### [The problem]
Rewrite the lines from the one with "Please trace the outline of every instance of the bifold" to the one with "[[[675,162],[625,166],[625,359],[675,368]]]", both included, as a numbered list without blank lines.

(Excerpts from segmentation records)
____
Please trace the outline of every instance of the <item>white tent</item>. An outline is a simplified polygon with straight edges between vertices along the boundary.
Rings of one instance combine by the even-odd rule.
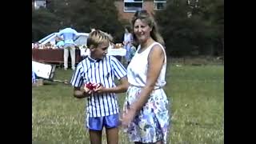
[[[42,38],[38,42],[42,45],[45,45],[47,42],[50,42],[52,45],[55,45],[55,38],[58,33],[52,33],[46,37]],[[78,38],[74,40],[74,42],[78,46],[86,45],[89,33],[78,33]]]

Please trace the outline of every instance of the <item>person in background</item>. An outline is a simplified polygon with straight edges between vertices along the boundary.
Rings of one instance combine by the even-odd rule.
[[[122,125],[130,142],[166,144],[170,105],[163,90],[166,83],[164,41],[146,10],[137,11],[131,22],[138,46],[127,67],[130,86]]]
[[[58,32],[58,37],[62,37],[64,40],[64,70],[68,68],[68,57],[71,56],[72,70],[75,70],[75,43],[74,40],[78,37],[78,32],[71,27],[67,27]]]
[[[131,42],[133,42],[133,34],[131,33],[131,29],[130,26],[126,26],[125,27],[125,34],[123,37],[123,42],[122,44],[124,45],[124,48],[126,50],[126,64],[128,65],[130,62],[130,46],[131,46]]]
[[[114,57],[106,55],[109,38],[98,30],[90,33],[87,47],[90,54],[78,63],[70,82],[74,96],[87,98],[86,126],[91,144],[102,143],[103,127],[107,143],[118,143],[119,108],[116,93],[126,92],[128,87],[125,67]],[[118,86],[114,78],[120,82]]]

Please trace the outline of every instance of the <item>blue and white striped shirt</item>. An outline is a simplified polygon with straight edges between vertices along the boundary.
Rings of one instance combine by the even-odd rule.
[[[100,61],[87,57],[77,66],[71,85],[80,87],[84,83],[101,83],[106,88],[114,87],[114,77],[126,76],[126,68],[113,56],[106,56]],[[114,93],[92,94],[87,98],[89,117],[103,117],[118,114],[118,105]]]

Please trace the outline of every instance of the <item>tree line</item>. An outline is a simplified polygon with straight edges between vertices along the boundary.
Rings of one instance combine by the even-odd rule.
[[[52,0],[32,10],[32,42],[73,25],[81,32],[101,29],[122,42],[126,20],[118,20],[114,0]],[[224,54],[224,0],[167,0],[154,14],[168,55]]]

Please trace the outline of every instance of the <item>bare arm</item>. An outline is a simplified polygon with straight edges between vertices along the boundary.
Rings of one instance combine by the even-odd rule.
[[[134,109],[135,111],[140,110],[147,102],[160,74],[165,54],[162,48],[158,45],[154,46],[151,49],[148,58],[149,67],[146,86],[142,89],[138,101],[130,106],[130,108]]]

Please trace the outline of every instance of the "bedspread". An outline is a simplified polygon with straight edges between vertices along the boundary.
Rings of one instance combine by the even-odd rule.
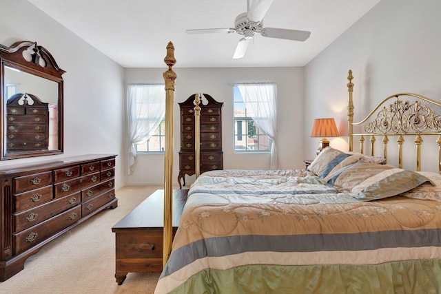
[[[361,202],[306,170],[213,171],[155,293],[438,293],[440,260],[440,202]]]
____
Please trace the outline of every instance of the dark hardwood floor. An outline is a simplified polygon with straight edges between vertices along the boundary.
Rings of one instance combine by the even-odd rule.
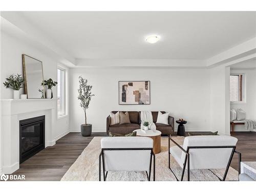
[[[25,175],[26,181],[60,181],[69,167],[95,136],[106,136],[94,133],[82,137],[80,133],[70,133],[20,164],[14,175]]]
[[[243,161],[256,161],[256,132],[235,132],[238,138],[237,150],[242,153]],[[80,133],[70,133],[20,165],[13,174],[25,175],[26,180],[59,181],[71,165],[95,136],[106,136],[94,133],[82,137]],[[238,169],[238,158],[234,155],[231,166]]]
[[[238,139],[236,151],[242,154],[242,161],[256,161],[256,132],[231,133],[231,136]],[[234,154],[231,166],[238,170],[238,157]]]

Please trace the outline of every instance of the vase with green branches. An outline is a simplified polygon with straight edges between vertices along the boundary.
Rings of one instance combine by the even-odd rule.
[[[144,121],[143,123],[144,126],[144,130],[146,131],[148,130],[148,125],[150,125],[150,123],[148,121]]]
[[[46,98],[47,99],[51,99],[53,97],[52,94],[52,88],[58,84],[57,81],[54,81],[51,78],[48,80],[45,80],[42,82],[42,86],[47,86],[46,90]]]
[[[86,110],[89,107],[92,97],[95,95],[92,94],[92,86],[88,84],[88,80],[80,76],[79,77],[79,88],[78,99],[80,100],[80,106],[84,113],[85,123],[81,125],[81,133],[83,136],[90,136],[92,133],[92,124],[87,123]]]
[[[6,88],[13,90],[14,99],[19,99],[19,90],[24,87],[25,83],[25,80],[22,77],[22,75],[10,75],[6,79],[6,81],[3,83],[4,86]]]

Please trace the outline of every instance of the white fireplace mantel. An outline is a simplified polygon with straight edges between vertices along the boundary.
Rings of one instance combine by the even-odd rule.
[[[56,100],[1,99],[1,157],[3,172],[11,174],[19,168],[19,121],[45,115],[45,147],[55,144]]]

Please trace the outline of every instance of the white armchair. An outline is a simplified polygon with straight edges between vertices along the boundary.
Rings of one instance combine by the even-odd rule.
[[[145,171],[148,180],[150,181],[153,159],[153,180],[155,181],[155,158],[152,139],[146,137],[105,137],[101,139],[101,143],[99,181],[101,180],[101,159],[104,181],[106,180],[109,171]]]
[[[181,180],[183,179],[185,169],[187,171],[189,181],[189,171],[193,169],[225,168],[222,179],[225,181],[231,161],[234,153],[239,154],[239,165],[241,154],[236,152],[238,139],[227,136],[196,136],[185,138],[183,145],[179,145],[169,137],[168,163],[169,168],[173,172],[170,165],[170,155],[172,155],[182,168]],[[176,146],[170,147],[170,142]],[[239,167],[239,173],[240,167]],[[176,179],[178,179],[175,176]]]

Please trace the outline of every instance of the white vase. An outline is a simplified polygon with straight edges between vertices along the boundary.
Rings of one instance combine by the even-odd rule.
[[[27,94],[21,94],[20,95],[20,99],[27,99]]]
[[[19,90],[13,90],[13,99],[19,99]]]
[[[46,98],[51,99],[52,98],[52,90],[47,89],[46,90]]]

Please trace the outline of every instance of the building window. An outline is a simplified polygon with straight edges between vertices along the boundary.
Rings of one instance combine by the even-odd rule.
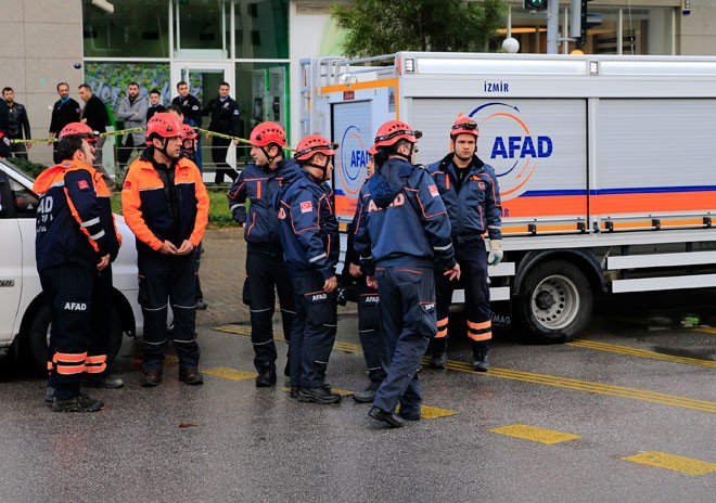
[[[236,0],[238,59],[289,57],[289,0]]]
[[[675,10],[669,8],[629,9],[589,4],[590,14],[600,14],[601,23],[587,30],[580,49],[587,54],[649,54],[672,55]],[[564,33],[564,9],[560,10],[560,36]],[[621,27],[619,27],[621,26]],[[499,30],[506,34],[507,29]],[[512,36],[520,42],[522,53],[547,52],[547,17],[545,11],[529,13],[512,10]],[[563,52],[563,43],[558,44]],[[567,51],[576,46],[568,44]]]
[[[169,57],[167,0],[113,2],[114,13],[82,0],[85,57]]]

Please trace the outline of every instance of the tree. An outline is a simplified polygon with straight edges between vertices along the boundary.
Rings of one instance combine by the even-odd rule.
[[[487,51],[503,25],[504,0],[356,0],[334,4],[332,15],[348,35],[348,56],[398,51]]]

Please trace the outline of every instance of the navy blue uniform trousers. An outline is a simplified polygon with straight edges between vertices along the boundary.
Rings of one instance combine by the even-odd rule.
____
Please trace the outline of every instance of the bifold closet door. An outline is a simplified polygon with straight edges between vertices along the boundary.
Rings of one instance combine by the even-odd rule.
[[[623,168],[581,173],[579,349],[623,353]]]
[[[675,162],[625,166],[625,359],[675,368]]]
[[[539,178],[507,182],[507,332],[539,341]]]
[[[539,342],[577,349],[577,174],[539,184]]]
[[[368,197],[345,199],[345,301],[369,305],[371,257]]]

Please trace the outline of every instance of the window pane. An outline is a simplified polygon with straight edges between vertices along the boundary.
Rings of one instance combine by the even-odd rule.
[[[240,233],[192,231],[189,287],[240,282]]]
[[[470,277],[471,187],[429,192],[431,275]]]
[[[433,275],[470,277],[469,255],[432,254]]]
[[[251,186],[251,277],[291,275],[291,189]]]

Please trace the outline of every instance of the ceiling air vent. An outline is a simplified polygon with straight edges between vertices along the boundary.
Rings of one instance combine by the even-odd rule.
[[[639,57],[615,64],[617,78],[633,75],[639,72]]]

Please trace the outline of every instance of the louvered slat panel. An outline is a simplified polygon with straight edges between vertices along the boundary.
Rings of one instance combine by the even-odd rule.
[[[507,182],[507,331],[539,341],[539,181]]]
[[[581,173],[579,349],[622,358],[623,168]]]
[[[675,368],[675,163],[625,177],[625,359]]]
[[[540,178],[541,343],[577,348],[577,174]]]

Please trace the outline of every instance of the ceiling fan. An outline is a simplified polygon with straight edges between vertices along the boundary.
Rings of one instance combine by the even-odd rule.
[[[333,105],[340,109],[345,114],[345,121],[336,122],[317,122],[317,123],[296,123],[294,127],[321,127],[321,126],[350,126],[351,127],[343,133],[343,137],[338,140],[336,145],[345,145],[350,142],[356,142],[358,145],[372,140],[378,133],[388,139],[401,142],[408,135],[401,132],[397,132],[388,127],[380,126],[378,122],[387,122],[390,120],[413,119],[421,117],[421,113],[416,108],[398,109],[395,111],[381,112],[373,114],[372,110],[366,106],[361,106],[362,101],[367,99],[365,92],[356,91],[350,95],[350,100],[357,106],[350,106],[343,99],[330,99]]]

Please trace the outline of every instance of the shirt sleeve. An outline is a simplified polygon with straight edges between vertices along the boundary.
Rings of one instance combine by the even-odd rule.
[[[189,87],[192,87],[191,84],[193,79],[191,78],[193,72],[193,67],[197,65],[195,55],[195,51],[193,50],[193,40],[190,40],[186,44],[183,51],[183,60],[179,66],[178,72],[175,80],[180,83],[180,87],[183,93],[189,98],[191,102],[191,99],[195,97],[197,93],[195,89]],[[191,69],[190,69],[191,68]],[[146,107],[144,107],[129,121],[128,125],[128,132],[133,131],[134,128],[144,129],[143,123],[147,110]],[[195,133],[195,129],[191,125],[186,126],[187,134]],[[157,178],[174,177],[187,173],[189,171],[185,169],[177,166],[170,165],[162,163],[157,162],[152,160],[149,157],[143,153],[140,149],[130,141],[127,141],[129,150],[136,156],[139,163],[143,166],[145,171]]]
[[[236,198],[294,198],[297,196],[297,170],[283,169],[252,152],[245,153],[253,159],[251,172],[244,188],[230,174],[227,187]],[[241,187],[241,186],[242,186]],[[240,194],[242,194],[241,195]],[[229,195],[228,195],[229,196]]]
____
### [The solution]
1. Please trace the outline of every instance of the bifold closet door. An outline is a simplified polygon with straight edges between vertices along the boundary.
2. Rings of one instance combine by the even-odd rule.
3. [[[623,168],[581,173],[579,349],[623,353]]]
4. [[[675,162],[625,166],[625,359],[675,368]]]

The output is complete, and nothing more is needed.